Ce qui est demandé ::
Relevez sans la moindre modification la partie de l'extrait sur les fêtes lilloises de 1790 qui débute aux mots « Cette dernière assertion » et se termine après « un spectacle enchanteur. ».

Extrait fourni ::
Cette dernière assertion ne paraît susceptible d’être accueillie que sous quelques réserves, car le journal constate que, les jours suivants, on retrouva dans le canal de l’esplanade, les corps de onze noyés.
 
Le 27 et le 28 juin, la garde nationale et la municipalité rendirent à la garnison le repas offert par elle.
« Chaque jour, il y eut à table au moins neuf mille hommes, qui furent servis en bouilli, pâté, gigot de mouton et jambon. La bière à discrétion et chacun au moins sa bouteille de vin. La manière avec laquelle on se rendit à chaque fois au dîner, qui était aux promenades, était majestueuse. La garde nationale, pêle-mêle avec toute la garnison, offrait un spectacle enchanteur.
 
« Des chars de triomphe représentaient tous trophées analogues à la liberté de la France ; sur les uns étaient assis le Maire, le Lieutenant de Roi, le général de la garde nationale, sur les autres la municipalité ; sur un autre était le buste de Louis XVI, avec tous ses habits royaux, dans un char à la romaine, traîné par un éléphant, au bruit des tambours, trompettes et de toutes les musiques de la garnison.
 
« Les canonniers, en grande tenue, précédaient Louis XVI avec deux pièces de canon, munies de tout leur attirail.
 
« A la suite du dîner, tous les chars parcoururent pendant deux jours les principaux quartiers. »
 
Le 14 juillet 1790 eurent lieu à Paris les fêtes de la fédération, les délégués lillois partirent le 9. Ces fêtes eussent pu fournir, à l’infortuné Louis XVI, l’occasion de rallier entre elles les différentes gardes nationales de France, et de s’assurer le concours d’une force armée qui, tout en consacrant le nouveau régime, permit de contenir les révolutionnaires. Il se contenta d’y assister avec la dignité passive d’un simple témoin. L’enthousiasme manifesté par les fédérations pour le Roi et la Constitution fut partagé par les Lillois. Notre chroniqueur ne manque pas d’en consigner le souvenir dans ses notes.

Liste fournie ::

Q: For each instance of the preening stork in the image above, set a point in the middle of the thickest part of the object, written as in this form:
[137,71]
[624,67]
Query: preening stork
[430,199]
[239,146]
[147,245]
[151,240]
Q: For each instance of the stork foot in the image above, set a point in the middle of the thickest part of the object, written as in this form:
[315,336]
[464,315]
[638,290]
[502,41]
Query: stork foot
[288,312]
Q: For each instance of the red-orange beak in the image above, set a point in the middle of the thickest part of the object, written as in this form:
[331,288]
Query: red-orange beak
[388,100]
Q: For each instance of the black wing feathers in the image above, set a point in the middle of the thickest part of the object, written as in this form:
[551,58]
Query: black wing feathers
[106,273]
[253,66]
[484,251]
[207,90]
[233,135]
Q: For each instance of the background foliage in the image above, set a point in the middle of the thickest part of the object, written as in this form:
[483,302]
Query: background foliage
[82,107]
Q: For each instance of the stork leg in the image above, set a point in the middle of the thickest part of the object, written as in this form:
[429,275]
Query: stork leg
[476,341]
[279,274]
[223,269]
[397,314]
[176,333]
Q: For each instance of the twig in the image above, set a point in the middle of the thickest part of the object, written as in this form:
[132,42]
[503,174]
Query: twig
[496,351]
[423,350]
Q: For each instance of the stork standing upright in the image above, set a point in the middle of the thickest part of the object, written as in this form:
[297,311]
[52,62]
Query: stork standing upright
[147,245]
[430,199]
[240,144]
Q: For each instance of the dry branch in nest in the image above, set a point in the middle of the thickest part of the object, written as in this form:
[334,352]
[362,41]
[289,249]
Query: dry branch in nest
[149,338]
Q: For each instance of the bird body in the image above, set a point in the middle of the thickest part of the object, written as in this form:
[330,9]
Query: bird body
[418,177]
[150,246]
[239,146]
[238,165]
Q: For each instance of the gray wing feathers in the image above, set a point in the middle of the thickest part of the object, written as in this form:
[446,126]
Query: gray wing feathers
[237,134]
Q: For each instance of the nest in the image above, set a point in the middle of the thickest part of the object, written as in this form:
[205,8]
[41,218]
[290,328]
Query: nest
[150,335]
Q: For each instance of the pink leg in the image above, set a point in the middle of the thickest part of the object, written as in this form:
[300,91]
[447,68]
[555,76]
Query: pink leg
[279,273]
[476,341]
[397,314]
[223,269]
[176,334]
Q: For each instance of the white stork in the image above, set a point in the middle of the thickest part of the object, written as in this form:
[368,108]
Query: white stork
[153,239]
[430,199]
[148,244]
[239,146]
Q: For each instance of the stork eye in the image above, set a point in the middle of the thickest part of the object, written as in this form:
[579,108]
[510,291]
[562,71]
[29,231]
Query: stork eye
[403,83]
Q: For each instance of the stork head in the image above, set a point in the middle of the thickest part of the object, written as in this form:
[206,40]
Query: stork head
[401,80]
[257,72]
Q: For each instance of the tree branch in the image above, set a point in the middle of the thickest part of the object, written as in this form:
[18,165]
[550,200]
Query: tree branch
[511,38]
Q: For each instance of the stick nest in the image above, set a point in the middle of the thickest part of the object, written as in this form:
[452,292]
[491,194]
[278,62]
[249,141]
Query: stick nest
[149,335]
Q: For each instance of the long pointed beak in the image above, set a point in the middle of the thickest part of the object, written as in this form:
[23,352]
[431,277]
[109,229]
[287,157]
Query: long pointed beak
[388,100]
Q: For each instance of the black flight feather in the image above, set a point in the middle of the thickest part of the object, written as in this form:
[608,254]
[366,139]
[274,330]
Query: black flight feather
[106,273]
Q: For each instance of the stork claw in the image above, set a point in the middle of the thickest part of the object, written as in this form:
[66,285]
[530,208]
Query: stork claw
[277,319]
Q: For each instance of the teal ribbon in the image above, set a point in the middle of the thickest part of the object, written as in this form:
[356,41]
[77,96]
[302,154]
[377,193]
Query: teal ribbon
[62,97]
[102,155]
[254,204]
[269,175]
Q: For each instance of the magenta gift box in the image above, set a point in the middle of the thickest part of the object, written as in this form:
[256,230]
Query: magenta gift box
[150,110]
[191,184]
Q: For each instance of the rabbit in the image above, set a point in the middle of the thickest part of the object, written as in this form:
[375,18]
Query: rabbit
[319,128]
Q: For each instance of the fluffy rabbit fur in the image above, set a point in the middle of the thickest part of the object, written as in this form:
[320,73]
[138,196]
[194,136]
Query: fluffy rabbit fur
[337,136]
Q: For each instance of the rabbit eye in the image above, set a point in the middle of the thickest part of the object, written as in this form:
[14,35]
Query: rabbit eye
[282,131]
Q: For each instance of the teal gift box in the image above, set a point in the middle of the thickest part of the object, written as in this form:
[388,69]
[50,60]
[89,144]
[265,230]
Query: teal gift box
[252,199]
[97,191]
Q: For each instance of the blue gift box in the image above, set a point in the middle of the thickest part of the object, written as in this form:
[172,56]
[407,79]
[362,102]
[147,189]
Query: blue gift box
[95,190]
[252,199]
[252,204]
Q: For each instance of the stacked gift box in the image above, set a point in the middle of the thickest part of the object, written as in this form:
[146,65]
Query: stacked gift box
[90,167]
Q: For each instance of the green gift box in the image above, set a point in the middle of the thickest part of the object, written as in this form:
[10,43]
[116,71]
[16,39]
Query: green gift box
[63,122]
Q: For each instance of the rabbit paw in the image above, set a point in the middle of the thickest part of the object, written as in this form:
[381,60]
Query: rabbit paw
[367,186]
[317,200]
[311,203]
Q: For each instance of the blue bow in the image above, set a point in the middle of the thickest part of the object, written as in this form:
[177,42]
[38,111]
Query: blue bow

Réponse proposée ::
Cette dernière assertion ne paraît susceptible d’être accueillie que sous quelques réserves, car le journal constate que, les jours suivants, on retrouva dans le canal de l’esplanade, les corps de onze noyés.
 
Le 27 et le 28 juin, la garde nationale et la municipalité rendirent à la garnison le repas offert par elle.
« Chaque jour, il y eut à table au moins neuf mille hommes, qui furent servis en bouilli, pâté, gigot de mouton et jambon. La bière à discrétion et chacun au moins sa bouteille de vin. La manière avec laquelle on se rendit à chaque fois au dîner, qui était aux promenades, était majestueuse. La garde nationale, pêle-mêle avec toute la garnison, offrait un spectacle enchanteur.